[Données recueillies]
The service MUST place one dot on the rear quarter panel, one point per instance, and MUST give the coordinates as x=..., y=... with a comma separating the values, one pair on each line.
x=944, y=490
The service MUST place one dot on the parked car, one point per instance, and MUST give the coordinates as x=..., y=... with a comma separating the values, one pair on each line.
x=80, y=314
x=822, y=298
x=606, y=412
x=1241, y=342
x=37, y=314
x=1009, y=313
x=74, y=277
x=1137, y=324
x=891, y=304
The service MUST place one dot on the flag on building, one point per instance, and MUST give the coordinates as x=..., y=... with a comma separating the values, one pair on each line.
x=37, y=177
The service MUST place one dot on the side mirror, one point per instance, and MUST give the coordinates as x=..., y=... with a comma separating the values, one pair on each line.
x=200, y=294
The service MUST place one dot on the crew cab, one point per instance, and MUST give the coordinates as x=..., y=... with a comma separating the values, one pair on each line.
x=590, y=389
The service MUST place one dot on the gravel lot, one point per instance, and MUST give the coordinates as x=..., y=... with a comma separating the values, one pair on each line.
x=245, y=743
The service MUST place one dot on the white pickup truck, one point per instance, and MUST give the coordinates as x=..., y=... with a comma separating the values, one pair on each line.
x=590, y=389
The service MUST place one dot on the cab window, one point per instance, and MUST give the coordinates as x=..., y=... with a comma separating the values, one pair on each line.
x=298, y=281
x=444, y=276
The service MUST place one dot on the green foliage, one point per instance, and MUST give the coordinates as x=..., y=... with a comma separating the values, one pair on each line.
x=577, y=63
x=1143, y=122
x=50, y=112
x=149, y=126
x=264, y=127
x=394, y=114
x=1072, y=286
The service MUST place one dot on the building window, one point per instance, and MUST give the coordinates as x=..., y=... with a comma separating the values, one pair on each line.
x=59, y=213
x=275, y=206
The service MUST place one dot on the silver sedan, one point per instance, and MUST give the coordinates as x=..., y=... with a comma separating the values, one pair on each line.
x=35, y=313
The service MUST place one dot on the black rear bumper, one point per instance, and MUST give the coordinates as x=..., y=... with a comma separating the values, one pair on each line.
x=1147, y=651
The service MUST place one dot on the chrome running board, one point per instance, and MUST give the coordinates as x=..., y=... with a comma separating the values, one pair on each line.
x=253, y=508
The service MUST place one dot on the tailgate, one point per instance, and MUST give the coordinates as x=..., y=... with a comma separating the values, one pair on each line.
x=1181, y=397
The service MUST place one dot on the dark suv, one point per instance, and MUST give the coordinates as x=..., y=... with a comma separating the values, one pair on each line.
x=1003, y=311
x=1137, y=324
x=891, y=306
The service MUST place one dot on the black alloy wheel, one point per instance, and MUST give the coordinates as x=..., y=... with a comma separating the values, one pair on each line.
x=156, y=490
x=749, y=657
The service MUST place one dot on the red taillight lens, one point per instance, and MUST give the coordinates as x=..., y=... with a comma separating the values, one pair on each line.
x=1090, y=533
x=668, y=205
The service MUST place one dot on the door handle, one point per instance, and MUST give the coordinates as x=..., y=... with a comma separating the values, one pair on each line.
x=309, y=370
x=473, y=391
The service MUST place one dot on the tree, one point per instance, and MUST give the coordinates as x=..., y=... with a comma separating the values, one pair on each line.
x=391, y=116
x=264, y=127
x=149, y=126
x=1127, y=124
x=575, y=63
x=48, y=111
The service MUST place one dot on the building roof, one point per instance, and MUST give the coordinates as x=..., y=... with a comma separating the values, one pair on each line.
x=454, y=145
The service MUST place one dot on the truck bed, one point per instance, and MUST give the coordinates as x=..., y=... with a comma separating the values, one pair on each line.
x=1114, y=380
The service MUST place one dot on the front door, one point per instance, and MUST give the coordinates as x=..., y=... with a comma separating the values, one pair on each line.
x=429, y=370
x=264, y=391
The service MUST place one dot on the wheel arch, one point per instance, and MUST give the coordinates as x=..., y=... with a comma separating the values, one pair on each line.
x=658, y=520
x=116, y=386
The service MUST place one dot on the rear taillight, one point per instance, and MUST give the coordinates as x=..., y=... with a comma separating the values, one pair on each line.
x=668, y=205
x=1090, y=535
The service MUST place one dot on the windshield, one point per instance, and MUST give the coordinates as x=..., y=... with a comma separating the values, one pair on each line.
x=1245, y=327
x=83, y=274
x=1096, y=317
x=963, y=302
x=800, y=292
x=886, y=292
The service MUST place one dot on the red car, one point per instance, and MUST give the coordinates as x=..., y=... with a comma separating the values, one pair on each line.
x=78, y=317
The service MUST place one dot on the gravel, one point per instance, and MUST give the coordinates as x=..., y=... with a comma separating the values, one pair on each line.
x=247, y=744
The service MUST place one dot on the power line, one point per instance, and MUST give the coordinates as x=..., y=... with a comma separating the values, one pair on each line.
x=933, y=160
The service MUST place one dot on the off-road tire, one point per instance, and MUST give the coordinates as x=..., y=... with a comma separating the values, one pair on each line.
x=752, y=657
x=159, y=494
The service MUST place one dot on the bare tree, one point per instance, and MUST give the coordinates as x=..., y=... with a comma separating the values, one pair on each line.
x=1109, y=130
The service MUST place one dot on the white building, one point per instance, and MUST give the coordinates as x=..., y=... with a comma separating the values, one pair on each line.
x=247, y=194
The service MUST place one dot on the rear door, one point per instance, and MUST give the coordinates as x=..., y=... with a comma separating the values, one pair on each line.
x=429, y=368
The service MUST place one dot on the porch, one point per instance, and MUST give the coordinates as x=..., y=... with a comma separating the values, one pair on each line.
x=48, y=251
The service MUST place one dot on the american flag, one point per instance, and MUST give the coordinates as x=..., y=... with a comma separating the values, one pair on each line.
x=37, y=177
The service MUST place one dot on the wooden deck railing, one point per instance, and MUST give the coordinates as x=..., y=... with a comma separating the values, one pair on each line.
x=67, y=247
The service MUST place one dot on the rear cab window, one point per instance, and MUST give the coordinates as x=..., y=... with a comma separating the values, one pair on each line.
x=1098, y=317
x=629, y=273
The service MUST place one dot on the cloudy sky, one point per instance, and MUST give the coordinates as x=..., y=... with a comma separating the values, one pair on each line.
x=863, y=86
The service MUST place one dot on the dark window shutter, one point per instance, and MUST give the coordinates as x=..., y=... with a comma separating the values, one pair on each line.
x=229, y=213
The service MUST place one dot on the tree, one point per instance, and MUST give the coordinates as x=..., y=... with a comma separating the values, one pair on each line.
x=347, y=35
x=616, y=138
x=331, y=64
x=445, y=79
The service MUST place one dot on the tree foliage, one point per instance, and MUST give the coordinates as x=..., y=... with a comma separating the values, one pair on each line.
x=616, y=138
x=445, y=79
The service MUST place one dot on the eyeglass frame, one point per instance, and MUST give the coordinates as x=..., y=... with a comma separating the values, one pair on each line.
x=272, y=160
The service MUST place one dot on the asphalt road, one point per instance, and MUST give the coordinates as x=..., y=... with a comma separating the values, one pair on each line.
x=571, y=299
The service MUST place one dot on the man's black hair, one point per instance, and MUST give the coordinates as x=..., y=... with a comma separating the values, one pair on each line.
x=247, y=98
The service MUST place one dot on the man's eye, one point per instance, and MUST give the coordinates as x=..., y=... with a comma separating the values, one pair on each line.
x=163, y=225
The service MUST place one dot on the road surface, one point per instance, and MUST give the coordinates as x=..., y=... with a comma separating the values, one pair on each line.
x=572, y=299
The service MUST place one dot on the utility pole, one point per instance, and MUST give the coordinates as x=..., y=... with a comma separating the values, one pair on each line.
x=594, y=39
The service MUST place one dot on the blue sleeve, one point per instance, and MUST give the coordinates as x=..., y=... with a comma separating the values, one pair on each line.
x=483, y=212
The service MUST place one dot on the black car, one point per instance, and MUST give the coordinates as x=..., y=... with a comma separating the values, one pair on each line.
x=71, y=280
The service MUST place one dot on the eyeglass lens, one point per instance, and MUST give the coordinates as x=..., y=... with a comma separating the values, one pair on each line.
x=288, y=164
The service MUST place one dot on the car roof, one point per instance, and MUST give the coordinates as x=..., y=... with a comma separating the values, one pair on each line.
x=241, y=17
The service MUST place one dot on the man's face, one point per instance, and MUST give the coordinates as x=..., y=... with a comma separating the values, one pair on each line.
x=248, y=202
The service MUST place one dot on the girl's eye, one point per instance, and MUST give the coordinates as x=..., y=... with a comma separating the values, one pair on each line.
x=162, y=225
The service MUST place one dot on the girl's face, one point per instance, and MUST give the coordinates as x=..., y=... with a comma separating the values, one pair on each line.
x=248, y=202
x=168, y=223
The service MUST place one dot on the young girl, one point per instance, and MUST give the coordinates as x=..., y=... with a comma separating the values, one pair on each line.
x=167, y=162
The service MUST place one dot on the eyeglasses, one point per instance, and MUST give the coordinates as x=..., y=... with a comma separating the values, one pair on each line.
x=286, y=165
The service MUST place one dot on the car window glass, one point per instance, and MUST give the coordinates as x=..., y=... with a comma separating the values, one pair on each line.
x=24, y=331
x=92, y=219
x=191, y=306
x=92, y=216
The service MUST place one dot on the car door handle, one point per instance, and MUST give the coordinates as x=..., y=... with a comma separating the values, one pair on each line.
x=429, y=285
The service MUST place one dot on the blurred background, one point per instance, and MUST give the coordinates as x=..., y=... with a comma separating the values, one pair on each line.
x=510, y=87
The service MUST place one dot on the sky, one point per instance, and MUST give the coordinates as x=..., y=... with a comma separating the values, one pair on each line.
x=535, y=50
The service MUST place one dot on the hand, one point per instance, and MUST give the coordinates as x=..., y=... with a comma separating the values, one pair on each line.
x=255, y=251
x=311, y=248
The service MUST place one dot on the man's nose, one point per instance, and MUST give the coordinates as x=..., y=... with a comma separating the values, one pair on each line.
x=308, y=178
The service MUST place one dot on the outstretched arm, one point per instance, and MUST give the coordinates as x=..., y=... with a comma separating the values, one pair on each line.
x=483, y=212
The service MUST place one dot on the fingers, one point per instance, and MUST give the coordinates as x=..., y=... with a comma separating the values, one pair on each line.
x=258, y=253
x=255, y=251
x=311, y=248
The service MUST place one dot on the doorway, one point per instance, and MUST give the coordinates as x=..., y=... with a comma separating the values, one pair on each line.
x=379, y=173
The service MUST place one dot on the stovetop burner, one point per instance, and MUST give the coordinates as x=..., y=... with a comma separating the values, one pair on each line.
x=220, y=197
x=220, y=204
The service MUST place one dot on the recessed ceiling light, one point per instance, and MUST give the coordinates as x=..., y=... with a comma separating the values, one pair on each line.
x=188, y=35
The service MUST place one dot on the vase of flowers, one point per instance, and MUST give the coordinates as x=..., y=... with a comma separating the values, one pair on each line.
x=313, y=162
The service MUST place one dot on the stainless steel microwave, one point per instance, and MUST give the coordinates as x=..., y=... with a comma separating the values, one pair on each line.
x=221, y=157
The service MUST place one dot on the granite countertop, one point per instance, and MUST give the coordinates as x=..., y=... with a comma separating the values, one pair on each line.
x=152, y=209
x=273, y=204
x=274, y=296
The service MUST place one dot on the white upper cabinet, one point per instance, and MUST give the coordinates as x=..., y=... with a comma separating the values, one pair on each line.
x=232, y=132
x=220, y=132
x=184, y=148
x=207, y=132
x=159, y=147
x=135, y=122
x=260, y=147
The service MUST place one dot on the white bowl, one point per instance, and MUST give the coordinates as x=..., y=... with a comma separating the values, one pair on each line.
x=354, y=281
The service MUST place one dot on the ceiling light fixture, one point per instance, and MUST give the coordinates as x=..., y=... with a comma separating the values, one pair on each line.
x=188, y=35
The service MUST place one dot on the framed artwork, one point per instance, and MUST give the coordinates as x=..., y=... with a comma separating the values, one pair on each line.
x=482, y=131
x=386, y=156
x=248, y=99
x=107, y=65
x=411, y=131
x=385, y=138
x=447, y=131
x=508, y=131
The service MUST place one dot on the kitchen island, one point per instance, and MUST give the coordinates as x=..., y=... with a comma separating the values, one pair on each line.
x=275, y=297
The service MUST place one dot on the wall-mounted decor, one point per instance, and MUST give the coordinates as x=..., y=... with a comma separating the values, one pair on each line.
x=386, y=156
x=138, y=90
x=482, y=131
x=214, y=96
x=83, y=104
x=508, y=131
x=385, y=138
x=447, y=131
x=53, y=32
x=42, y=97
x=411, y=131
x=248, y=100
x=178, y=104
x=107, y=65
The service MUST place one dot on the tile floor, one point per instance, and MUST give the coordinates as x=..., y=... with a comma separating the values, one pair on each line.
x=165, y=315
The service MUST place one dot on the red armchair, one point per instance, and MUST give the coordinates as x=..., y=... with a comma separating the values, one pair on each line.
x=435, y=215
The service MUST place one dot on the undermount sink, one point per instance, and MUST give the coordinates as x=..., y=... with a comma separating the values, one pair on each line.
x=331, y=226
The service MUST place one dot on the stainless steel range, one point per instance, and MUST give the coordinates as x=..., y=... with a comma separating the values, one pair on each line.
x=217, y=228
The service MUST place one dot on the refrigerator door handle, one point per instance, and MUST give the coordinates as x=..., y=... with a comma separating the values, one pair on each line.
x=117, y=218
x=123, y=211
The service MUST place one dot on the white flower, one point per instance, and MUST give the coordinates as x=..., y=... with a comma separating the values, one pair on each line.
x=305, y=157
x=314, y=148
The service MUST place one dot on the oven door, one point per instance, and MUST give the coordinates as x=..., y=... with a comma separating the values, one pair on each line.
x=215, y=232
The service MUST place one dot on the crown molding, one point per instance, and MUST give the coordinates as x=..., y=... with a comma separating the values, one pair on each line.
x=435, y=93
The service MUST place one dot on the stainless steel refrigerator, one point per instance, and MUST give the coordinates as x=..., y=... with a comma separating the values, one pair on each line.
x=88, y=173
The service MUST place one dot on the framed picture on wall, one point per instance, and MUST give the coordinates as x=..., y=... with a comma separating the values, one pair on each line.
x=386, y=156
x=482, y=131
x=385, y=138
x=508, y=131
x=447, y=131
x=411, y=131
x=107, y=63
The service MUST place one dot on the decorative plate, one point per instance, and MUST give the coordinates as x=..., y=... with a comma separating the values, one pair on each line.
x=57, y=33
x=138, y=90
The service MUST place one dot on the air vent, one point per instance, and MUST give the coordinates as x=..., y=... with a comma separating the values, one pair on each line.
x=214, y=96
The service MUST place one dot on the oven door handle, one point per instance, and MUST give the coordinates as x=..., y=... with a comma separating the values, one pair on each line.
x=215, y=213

[Consignes de la tâche]:
Renvoyez à l'identique les lignes des données ci-dessus, en commençant par celle qui contient « The service MUST place one dot on the wooden » et en terminant par celle qui contient « x=629, y=273 », ces deux lignes comprises.

[Réponse]:
The service MUST place one dot on the wooden deck railing, one point per instance, and MUST give the coordinates as x=..., y=... with a comma separating the values, one pair on each line.
x=67, y=247
The service MUST place one dot on the rear cab window, one point per instance, and MUST give the coordinates as x=..., y=... with a comma separating the values, one pair on each line.
x=1098, y=317
x=629, y=273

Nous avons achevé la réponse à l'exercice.